Objetivo: Repete na íntegra o texto sobre a Tailândia, sem mudar uma única palavra.

Documento de origem:
+++

Os recentes acontecimentos nas ruas de Bangkok, não foram obsessivamente comentados pela imprensa nacional, porque ao longo de décadas aconteceram sobressaltos semelhantes e que chegaram a atingir uma gravidade bem superior ás imagens que parcimoniosamente foram surgindo nos noticiários. De tudo o que foi possível ver, nada é comparável à violência a que assistimos recentemente mais a norte - no Quirguistão - ou aos noticiários que ciclicamente relatam as atrocidades da Junta birmanesa ou de outros despotismos daquela parte do mundo.
A Tailândia é um país cujo modelo de organização institucional mais próximo se encontra daquilo que consideramos ser uma Democracia. Existe de jure e de facto uma separação de poderes e a prova disso mesmo, verifica-se na constante insistência da aplicação da Lei, sem que para tal as autoridades alguma vez tenham recorrido a medidas extremas, tão típicas de regimes ditatoriais que pontilham o mapa da região: na Tailândia não existe qualquer posto disponível para um Ferdinando Marcos, general Suharto, general Nguyen, ou Ne Win. Totalmente impensável será imaginar o florescente Reino entregue a uma imitação de Pol Pot, de Kim il Sung ou de um até hoje anónimo pequeno émulo do desaparecido Mao. Apenas quem não conhece o país poderá imaginar um cenário de impossível decoração institucional totalitária, pois isso representaria aquilo que os tailandeses desde sempre rejeitaram.

+++

Linhas fornecidas:
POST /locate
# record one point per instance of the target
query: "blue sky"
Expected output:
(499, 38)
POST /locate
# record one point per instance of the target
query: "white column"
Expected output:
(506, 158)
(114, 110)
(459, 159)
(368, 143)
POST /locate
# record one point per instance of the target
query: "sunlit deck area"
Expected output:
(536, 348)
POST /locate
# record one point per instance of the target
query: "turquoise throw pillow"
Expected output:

+++

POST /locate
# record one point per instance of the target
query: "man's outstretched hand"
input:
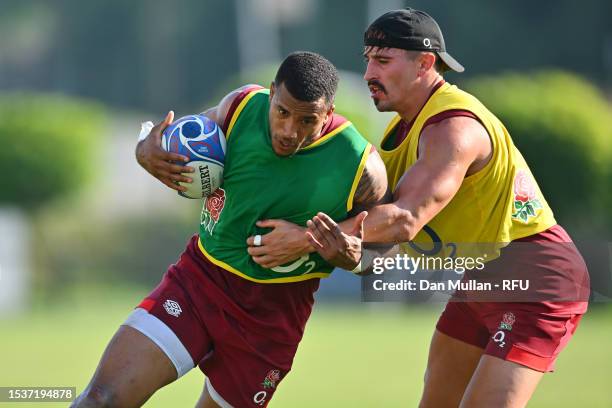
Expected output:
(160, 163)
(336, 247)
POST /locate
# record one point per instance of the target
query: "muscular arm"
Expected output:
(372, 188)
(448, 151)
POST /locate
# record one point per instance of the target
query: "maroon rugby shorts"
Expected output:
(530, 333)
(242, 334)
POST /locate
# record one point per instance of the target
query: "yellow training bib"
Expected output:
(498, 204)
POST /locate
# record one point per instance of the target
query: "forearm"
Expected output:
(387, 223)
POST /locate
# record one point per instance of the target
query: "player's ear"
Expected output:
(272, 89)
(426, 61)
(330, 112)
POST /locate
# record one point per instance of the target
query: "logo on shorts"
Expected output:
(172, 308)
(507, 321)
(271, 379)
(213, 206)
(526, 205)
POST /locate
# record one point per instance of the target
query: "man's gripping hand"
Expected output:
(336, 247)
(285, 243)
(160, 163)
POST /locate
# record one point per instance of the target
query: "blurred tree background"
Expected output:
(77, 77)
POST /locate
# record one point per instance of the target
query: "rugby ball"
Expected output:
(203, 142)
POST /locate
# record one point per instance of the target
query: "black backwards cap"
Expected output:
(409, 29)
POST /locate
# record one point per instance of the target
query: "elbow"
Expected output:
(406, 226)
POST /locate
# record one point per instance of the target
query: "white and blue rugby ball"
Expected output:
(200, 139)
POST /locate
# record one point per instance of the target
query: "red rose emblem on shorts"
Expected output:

+++

Resultado:
Os recentes acontecimentos nas ruas de Bangkok, não foram obsessivamente comentados pela imprensa nacional, porque ao longo de décadas aconteceram sobressaltos semelhantes e que chegaram a atingir uma gravidade bem superior ás imagens que parcimoniosamente foram surgindo nos noticiários. De tudo o que foi possível ver, nada é comparável à violência a que assistimos recentemente mais a norte - no Quirguistão - ou aos noticiários que ciclicamente relatam as atrocidades da Junta birmanesa ou de outros despotismos daquela parte do mundo.
A Tailândia é um país cujo modelo de organização institucional mais próximo se encontra daquilo que consideramos ser uma Democracia. Existe de jure e de facto uma separação de poderes e a prova disso mesmo, verifica-se na constante insistência da aplicação da Lei, sem que para tal as autoridades alguma vez tenham recorrido a medidas extremas, tão típicas de regimes ditatoriais que pontilham o mapa da região: na Tailândia não existe qualquer posto disponível para um Ferdinando Marcos, general Suharto, general Nguyen, ou Ne Win. Totalmente impensável será imaginar o florescente Reino entregue a uma imitação de Pol Pot, de Kim il Sung ou de um até hoje anónimo pequeno émulo do desaparecido Mao. Apenas quem não conhece o país poderá imaginar um cenário de impossível decoração institucional totalitária, pois isso representaria aquilo que os tailandeses desde sempre rejeitaram.